→ Exercise goal: Print, in exact form, the lines below from the one containing "Shelf audit: locate every instance of the knit" through the one containing "Shelf audit: locate every instance of the person seated", and omit all others.

Records drawn from a dataset
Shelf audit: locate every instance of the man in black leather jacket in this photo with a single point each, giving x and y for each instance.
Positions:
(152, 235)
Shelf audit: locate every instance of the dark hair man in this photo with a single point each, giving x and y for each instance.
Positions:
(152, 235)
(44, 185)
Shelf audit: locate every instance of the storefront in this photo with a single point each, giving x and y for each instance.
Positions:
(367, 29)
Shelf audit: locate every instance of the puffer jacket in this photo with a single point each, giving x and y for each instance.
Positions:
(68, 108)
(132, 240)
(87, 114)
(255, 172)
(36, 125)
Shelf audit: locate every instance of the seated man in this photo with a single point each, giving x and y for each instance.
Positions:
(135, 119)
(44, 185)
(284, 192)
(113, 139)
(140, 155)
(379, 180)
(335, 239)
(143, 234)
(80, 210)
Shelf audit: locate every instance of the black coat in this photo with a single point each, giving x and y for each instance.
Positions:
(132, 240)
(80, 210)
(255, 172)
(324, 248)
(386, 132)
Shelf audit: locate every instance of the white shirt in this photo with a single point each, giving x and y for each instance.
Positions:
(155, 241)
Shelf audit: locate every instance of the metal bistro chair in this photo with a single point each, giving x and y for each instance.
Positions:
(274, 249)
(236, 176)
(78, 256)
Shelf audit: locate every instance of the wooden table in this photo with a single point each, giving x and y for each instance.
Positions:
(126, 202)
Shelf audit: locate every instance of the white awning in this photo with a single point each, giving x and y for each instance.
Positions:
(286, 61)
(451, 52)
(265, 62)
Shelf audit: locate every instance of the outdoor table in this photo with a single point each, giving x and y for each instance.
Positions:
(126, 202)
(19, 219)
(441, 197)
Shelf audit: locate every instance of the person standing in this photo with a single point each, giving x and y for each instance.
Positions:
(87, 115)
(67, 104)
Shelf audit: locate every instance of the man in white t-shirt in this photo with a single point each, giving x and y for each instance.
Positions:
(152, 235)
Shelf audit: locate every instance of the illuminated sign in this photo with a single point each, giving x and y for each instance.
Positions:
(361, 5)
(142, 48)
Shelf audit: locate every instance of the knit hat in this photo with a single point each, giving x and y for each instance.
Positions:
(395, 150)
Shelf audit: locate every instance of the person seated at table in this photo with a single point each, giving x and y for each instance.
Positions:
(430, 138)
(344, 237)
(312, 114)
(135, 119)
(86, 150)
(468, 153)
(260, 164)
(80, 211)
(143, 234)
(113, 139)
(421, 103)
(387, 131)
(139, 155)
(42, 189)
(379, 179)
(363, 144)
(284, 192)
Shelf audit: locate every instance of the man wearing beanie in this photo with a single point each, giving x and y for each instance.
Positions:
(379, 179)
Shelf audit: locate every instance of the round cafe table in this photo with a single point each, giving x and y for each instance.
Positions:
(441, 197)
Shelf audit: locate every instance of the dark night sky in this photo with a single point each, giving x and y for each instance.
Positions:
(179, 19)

→ Task result:
Shelf audit: locate every instance of the knit hat in this photo with a single point each, giving x and y for each instance.
Positions:
(395, 150)
Shelf audit: locate every instance of the person seated at table in this photo with a single point each, giving x and y for each instance.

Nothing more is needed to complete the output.